[Collected data]
§ §

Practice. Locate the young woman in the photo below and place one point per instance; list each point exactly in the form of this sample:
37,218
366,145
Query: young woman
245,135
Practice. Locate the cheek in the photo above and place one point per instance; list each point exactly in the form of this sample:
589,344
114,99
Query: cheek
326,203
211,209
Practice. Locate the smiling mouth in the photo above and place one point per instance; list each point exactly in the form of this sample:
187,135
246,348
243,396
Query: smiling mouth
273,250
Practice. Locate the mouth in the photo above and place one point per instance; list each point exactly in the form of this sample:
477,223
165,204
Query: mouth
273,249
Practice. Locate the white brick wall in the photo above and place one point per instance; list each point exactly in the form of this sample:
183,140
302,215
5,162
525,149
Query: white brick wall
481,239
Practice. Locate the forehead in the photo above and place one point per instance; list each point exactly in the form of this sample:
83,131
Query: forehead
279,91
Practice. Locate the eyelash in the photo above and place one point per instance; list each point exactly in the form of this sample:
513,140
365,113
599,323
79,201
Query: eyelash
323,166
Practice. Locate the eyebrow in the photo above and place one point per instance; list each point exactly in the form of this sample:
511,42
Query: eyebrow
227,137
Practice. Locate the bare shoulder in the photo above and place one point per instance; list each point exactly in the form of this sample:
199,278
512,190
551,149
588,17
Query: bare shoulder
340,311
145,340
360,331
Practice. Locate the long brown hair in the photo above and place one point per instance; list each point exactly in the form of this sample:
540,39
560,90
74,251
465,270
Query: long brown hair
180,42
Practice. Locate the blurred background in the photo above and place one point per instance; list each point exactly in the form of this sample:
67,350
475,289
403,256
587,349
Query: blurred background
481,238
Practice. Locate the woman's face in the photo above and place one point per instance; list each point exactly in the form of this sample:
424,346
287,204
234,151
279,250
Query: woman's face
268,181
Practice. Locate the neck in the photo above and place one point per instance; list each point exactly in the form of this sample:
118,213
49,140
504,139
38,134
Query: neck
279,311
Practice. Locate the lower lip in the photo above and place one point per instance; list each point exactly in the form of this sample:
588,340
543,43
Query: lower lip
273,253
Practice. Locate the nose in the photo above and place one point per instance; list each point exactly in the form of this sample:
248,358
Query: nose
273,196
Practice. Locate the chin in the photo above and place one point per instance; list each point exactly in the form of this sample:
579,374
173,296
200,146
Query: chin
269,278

§ §

In your answer, print every entry exactly as it appears.

→ PROBLEM SOLUTION:
Practice. Locate the young woman in the photo below and place one point per instance; list each point exactly in the form of this sample:
37,218
366,145
Query: young woman
245,135
Practice. Locate the cheek in the photo above and place one point per instance; list each point exactly in the form of this sample:
589,344
114,99
Query: cheek
326,203
211,209
Practice. Locate the smiling mouth in the photo above and place one point per instance; list each point exactly in the form of this sample:
187,135
246,348
243,396
Query: smiling mouth
273,250
Practice. Locate the mouth in the photo above and place one point per instance; list each point exactly in the form of this sample:
477,223
165,204
Query: mouth
273,249
Practice. Locate the white brick wall in the photo above and place one point per instance; list each point exactly in the form of this sample:
183,140
302,215
5,162
525,149
Query: white brick wall
481,239
Practice. Locate the forehead in the photo above and place one point per instance; list each point exactly in the form of this sample:
83,131
Query: forehead
279,91
Practice. Locate the eyelash in the photo above and place one point per instance; list each point exactly in the form of this sample:
513,140
365,113
599,323
79,201
Query: eyelash
323,166
Practice. Locate the eyebrow in the photo above and place one point per instance; list each point exactly in the form of this sample:
511,42
Query: eyebrow
227,137
Practice. Locate the bare shoulder in the photo above and place one point per instance; list each point exactly in the form of this sample:
199,278
512,190
551,149
588,17
Query: bare shoulder
340,311
145,340
360,331
Practice. Locate the long brown hair in the photo above and place one point per instance; list each point exactly in the form of this sample:
540,39
560,90
74,251
465,270
Query: long brown hair
180,42
Practice. Locate the blurred background in the photo above and place one point per instance; list each point exactly in the form of this sample:
67,350
475,289
403,256
587,349
Query: blurred background
481,238
Practice. Locate the woman's face in the photo above and place one point per instance; list each point exactly in the form of this sample:
424,346
287,204
234,151
279,250
Query: woman's face
268,181
Practice. Locate the neck in the photo above and place one point per instance; list each point exactly in the form of this sample:
118,213
49,140
504,139
38,134
Query: neck
279,311
Practice. Locate the lower lip in the photo above and place one point per instance; list each point exactly in the form of this sample:
588,340
543,43
Query: lower lip
273,253
Practice. Locate the nose in the photo above and place one point per instance; list each point exactly in the form of this sample:
248,358
Query: nose
273,196
Practice. Locate the chin in the photo above and place one point per instance; list each point exactly in the form of this sample:
579,374
173,296
200,146
Query: chin
269,278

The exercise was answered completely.